[Raw records]
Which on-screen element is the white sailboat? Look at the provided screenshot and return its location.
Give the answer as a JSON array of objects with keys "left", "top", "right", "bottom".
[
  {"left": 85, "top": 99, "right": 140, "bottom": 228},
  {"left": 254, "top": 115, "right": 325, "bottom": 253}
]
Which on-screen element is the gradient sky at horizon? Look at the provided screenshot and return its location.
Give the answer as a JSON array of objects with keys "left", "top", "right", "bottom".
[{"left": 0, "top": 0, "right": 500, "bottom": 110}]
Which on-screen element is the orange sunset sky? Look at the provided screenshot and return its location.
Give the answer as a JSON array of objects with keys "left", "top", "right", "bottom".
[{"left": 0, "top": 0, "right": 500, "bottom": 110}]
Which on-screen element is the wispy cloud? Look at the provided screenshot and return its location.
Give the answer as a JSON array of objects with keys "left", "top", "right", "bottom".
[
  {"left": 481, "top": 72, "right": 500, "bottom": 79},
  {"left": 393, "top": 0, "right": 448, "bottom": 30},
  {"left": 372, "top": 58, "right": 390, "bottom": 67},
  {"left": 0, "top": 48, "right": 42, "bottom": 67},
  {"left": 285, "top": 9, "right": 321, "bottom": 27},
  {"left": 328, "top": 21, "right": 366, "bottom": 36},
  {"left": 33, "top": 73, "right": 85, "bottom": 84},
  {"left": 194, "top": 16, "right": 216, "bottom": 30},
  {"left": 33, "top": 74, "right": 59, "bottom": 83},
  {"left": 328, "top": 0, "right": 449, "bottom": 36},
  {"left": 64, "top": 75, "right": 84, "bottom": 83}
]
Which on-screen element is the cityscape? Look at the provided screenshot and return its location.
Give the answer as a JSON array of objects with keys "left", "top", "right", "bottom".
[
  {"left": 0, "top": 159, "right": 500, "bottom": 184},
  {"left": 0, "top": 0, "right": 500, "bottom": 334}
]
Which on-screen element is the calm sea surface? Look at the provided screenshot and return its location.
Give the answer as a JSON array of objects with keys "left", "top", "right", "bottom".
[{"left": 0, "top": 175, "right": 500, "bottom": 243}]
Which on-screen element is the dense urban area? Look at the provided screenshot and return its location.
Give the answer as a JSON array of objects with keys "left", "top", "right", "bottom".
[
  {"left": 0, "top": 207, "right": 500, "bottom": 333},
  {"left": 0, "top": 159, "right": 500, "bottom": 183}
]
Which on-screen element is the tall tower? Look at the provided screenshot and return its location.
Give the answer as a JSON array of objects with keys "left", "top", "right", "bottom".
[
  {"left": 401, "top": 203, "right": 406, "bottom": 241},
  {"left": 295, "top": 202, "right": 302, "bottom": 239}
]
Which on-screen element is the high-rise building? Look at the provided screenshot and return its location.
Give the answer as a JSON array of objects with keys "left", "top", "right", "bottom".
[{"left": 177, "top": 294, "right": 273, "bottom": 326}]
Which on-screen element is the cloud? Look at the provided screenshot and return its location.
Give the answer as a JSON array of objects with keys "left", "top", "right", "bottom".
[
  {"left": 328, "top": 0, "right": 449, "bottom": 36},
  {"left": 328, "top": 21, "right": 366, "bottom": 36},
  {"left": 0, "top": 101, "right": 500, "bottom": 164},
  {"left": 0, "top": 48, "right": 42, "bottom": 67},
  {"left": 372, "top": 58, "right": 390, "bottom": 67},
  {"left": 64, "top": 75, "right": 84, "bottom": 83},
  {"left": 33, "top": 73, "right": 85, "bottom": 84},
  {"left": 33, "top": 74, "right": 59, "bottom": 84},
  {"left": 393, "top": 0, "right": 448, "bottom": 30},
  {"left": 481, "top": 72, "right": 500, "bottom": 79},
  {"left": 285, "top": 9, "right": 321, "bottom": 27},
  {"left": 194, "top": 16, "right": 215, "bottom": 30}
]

◆ **Task details**: Write out every entry again, keeping each line exactly the same.

◆ **Result for this task**:
Which on-screen element is the white sailboat? Look at the provided screenshot and return its location.
Give the answer as a JSON array of objects with keys "left", "top", "right", "bottom".
[
  {"left": 85, "top": 99, "right": 140, "bottom": 228},
  {"left": 254, "top": 115, "right": 325, "bottom": 253}
]
Which on-screen element is the gradient sky at horizon? Look at the provided screenshot and return its location.
Give the answer as a JSON array of objects with keys "left", "top", "right", "bottom".
[{"left": 0, "top": 0, "right": 500, "bottom": 110}]
Which on-screen element is the orange sunset sky? Look at the provided screenshot and return its location.
Give the answer as a JSON array of objects with keys "left", "top", "right", "bottom".
[{"left": 0, "top": 0, "right": 500, "bottom": 110}]
Which on-screen element is the wispy cloud? Look at the provided screenshot and return its location.
Give the answer as a JSON array of objects with keys "left", "top", "right", "bottom".
[
  {"left": 481, "top": 72, "right": 500, "bottom": 79},
  {"left": 393, "top": 0, "right": 448, "bottom": 30},
  {"left": 372, "top": 58, "right": 390, "bottom": 67},
  {"left": 0, "top": 48, "right": 42, "bottom": 67},
  {"left": 285, "top": 9, "right": 321, "bottom": 27},
  {"left": 328, "top": 21, "right": 366, "bottom": 36},
  {"left": 33, "top": 73, "right": 85, "bottom": 84},
  {"left": 194, "top": 16, "right": 216, "bottom": 30},
  {"left": 33, "top": 74, "right": 59, "bottom": 83},
  {"left": 328, "top": 0, "right": 449, "bottom": 36},
  {"left": 64, "top": 75, "right": 84, "bottom": 83}
]
Which on-screen element is the cityscape? Look at the provided screenshot and return its location.
Give the answer as a JSON array of objects with keys "left", "top", "right", "bottom".
[
  {"left": 0, "top": 159, "right": 500, "bottom": 184},
  {"left": 0, "top": 0, "right": 500, "bottom": 334}
]
Which on-screen element is the calm sea surface? Look at the provided screenshot and return its location.
Give the answer as a JSON array of objects with keys "left", "top", "right", "bottom".
[{"left": 0, "top": 175, "right": 500, "bottom": 243}]
Which on-screen element is the dense urban area? Look at the provided screenshot and return its location.
Give the answer as a JSON array of objects with keys "left", "top", "right", "bottom".
[
  {"left": 0, "top": 207, "right": 500, "bottom": 333},
  {"left": 0, "top": 159, "right": 500, "bottom": 183}
]
Which on-screen element is the tall tower? Look at the provided screenshot and return its location.
Give the answer as a JSON array of objects with keys "left", "top", "right", "bottom".
[
  {"left": 401, "top": 203, "right": 406, "bottom": 241},
  {"left": 295, "top": 202, "right": 302, "bottom": 239}
]
Which on-screen element is the high-rise building? Look at the provided screenshot and return its location.
Give the answer as a JSON array of objects with keys "left", "top", "right", "bottom".
[{"left": 177, "top": 294, "right": 273, "bottom": 326}]
Which on-screen element is the cloud? Look at the provided screenshot and return its location.
Give the answer as a JSON array of objects with keys "left", "top", "right", "bottom".
[
  {"left": 328, "top": 0, "right": 449, "bottom": 36},
  {"left": 328, "top": 21, "right": 366, "bottom": 36},
  {"left": 0, "top": 101, "right": 500, "bottom": 164},
  {"left": 0, "top": 48, "right": 42, "bottom": 67},
  {"left": 372, "top": 58, "right": 390, "bottom": 67},
  {"left": 64, "top": 75, "right": 84, "bottom": 83},
  {"left": 33, "top": 73, "right": 85, "bottom": 84},
  {"left": 33, "top": 74, "right": 59, "bottom": 84},
  {"left": 393, "top": 0, "right": 448, "bottom": 30},
  {"left": 481, "top": 72, "right": 500, "bottom": 79},
  {"left": 285, "top": 9, "right": 321, "bottom": 27},
  {"left": 194, "top": 16, "right": 215, "bottom": 30}
]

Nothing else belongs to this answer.